После безуспешной попытки вренуть тебя, наши отношения, вернуть нашу молодость, я наконец с легкостью отпустил тебя. Мы разошлись как в море корабли. Больше ничего нас не связывало. Но я все же не отчаивался найти кого-то, с кем можно было бы коротать одинокие вечера. «Смотреть телевизор. Make something normal.” . Возможно, желание быть как все, быть сверхнормальным вызвано не только одиночеством. Это присуще психопатам. Тяга к идеальности, к нормальности, которая для них недостижима. Потому как они перешагнули общестатистические пороги боли и жестокости и пребывают по ту сторону добра и зла. Но все же так хочется иногда, «чтоб все как у людей». Музей, кино, свидание. Дом, работа, заботы, немного затеряться в толпе, и вдыхать жизнь полной грудью. Дружить с соседями, иметь мечты, стремления, быть любимым. Пусть и особенным... Возможно ведь быть любимым. Итак, не найдя в тебе тебя и отпустив за ненадобностью, я стал искать вожделение и любовь и понимание в тиндере. Первый блин оказался комом. Мне уже стало казаться, что формат тиндера напрочь лишен романтизма, прописан по каким-то шаблонам — то есть в первое свидание дозволено то-то и то-то, во время первой беседы нельзя давать свой телефон. Во время первой встречи никто не сближается слишком. Хреновы границы. Дистанция. Личное пространство. Это так похоже на москву — некий кодекс, кому-то ведомый, кем-то созданный и культивируемый, кем-то соблюдаемый. И если не следуешь этому кодексу оказываешься за бортом. Но вот вторая попытка. Возвращение в свою молодость до смерти папы. 28 лет. Как это было давно, а с другой стороны я понимаю, мне был нужен кто-то 28 летний, потому что я сейчас вернулся к себе 28 летнему и у меня нет никаких точек соприкосновения с одногодками, одноклассниками. Они зануды, немного завистливы, так как упустили жизнь, почти что списанный материал, как это не прискорбно. А 28-летние — сродни мне, моим чаяниям, планам, желанию познавать, учиться, созидать. Мы говорим на одном языке. На английском. Все время. Это переносит нас в атмосферу Европы — непринужденной, свободной, позитивной, открытой, доброжелательной. Мы обсуждаем русский авангард, искусство 20 века. На нем печать темного рока, но выбиваются твои любимые башенки к свету, Лентуловская мозаика, сотканная из куполов и крыш. Немного грустная, немного не отсюда. Белая реальность чистоты.

- _ЗАДАНИЕ 1_: На каком языке, согласно отрывку о знакомствах в тиндере, все время идет разговор с 28-летними?
- _ЗАДАНИЕ 2_: Пожалуйста, подхватите отрывок о знакомствах в тиндере и продолжите его после последней фразы.

- _ДАННЫЕ_:
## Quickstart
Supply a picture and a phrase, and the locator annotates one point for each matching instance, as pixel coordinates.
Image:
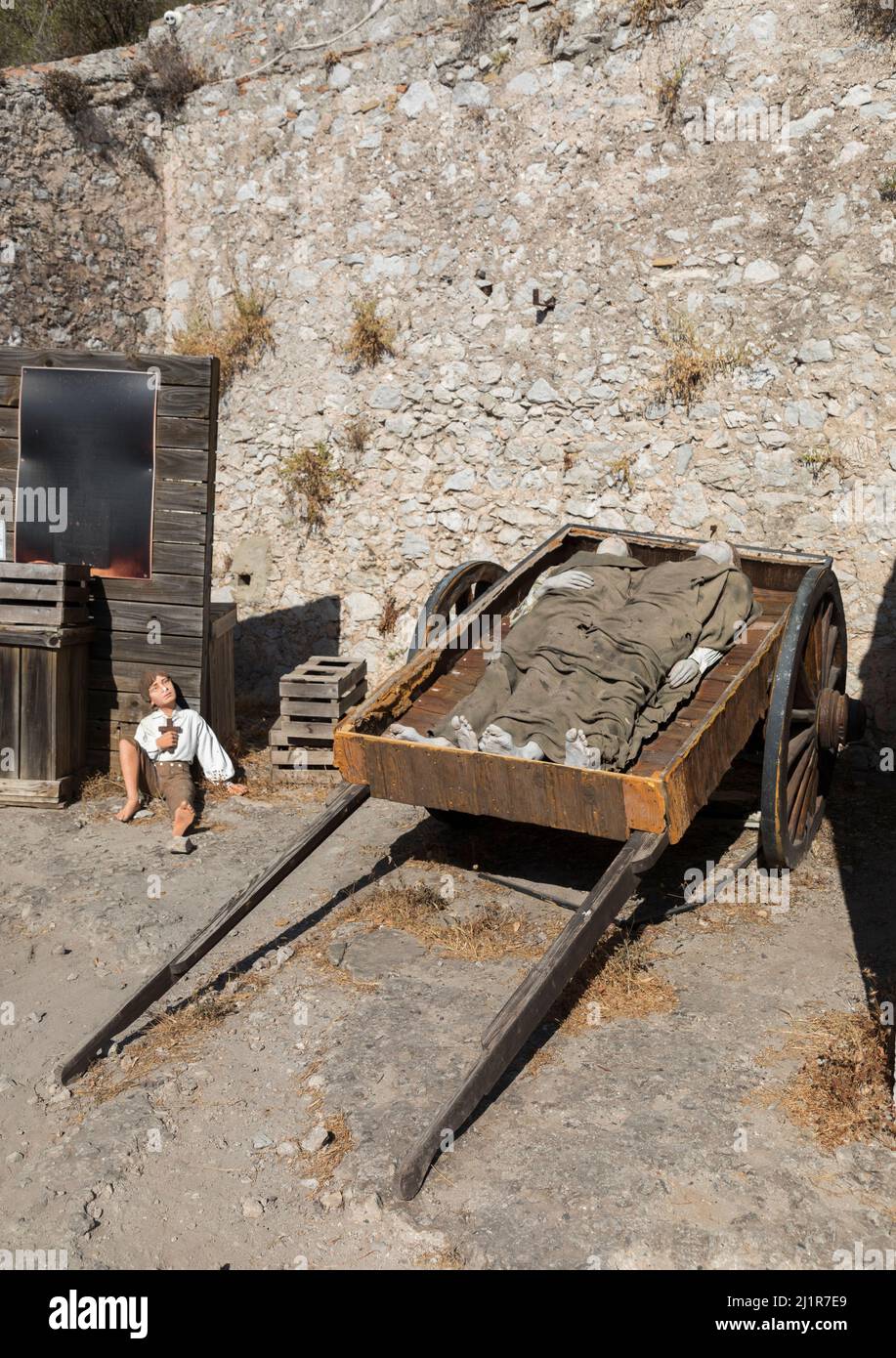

- _ОТВЕТ 1_: На английском.

- _ОТВЕТ 2_:
И все же, пишу без ответа, в пустоту одинокой Москвы. Уже было почти я ощутил холод когтистой лапы, как всегда это бывает здесь в этом окольцованном городе одиноких. Но выглянуло солнце, засветили лампы во все стороны света, в бокале красное вино, где-то ангелы летают и немного грустно и немного хорошо. Отдание Благовещения. То дождь то снег то солнце. Переработка невыраженных чувств в солнечный свет. Кто сказал, что есть граница? Кто придумал этот кодекс одиночества, кодекс карьеристов и амбициозных одиноких душ? Даже если я успешен, хотя это не так, я всегда помню про низы, протянутые руки в сырых переходах между мирами успешных и состоявшихся и мирами одиноких, потерянных, ищущих, уязвимых. И где-то в промежутках между мирами проходит мой путь. Такой давно забытый триумвират — вино, безгрешность, ангелы, девы. Беспечный союз. Здесь в этом доме пустом, словно выжженное поле, трава не растет. Будто неволя, добровольная. Старых ошибок груз — расплаты за чужие грехи, возможно здесь в контексте этого жилища я отдаю больше чем получаю. Кто-то получает больше, чем я отдаю. Хотя, с каждым днем, с каждым новым глотком вина и солнца тает старый лед. Но какие же все здесь скучные и прилизанные. Соглашатели со злом, служители велиала, я буду чесать против шерсти это чудовище и оно воспрянет из мертвых.
Люди закрываются от ущербности. Им кажется, что у них есть что-то, чего нет у других. На самом деле, у других золото, а у них медь. Своей закрытостью они не защищают себя, а обделяют. Они провинциалы, посягнувшие на святыню мирового древа, глашатаи, которым навеки будут зашиты рот и веки.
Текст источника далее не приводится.